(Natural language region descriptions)
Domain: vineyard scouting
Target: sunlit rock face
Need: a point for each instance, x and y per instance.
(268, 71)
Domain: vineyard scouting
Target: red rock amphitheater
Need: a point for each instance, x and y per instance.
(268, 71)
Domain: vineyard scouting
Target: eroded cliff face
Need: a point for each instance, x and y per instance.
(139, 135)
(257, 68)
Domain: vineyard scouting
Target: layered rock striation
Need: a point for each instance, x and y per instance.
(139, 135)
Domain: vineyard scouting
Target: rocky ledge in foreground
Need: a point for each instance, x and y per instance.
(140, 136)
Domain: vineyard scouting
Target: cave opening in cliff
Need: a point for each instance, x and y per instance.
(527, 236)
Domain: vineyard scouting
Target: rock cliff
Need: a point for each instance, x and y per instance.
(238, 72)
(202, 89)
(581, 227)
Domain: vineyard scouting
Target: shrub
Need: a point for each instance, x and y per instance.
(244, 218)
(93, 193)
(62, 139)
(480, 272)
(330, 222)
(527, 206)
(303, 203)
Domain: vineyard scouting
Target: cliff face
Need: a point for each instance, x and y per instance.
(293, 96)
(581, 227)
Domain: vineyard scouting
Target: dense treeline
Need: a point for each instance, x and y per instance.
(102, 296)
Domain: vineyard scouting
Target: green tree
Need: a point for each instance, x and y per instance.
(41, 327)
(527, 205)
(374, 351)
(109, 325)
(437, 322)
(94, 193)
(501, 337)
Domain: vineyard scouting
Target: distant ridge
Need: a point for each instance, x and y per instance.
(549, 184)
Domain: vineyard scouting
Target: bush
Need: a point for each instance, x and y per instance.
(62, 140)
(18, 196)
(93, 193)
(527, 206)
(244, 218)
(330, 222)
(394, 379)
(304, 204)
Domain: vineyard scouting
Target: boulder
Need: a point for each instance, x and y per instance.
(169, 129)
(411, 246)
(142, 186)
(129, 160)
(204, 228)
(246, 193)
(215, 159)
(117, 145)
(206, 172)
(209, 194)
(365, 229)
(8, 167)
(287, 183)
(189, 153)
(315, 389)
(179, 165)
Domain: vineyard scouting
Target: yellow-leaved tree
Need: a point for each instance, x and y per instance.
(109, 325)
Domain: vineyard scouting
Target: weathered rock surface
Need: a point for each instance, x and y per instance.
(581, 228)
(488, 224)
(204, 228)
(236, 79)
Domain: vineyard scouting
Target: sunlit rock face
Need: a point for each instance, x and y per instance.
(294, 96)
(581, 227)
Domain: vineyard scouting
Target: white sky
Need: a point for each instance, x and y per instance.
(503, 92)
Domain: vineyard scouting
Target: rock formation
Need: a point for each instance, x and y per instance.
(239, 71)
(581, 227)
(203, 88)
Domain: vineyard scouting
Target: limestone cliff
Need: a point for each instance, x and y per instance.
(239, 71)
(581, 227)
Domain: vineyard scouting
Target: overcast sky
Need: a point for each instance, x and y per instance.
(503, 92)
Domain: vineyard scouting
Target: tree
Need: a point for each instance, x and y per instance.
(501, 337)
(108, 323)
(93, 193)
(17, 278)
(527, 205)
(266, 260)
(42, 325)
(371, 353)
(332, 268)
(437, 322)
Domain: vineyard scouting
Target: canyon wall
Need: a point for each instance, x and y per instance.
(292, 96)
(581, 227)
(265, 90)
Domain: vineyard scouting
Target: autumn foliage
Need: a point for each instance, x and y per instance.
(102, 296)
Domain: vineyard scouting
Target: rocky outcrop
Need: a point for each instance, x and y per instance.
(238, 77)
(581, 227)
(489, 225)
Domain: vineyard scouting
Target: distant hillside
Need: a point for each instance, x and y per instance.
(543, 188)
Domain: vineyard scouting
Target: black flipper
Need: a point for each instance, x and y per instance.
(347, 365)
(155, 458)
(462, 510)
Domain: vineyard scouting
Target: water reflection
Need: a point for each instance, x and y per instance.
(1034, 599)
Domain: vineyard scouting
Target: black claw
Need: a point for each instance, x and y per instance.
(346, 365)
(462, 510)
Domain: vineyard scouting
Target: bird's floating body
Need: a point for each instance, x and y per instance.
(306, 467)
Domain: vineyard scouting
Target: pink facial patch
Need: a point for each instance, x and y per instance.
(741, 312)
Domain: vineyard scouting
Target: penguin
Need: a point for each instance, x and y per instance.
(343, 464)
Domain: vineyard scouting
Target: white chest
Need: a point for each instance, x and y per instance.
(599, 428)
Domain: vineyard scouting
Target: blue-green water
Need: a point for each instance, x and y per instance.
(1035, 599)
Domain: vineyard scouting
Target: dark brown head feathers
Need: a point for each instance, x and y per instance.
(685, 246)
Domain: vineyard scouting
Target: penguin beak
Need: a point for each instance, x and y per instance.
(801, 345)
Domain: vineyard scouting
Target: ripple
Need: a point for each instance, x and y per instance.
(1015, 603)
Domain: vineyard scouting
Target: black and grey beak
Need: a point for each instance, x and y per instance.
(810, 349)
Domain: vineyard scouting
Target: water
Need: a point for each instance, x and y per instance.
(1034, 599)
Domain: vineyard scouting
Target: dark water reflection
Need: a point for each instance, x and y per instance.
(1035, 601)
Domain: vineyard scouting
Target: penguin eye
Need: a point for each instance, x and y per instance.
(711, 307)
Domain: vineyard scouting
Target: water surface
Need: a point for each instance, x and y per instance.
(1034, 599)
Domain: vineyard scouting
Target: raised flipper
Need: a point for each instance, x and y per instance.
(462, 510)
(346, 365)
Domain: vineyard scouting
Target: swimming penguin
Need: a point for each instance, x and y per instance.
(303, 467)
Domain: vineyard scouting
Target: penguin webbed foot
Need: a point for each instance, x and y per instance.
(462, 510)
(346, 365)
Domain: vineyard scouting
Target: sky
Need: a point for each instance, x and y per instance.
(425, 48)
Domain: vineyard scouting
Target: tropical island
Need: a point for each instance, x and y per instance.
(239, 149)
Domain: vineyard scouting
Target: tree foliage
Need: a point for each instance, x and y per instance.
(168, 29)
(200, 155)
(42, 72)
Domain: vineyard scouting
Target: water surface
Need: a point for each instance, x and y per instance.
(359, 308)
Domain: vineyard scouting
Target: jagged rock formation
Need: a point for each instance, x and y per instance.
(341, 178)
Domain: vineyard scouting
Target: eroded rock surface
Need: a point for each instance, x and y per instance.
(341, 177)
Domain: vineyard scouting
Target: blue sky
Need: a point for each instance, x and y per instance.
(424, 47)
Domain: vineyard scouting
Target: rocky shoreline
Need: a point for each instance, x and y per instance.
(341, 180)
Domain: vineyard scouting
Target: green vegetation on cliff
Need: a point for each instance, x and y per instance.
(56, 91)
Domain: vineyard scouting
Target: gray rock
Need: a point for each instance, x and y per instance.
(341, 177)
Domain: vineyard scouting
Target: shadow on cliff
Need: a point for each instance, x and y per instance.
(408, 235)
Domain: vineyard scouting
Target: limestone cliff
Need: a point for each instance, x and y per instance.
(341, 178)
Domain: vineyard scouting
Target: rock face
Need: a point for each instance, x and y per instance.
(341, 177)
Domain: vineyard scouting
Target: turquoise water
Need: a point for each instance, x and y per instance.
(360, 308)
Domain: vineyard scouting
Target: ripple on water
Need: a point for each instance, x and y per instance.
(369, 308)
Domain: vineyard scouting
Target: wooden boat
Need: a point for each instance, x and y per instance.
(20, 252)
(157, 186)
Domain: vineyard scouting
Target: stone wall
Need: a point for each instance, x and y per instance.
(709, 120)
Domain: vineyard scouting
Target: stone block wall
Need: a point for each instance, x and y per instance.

◆ DESCRIPTION OF THE TASK
Going through the records above, state how many lines carry "blue", with no other text.

◆ ANSWER SPACE
2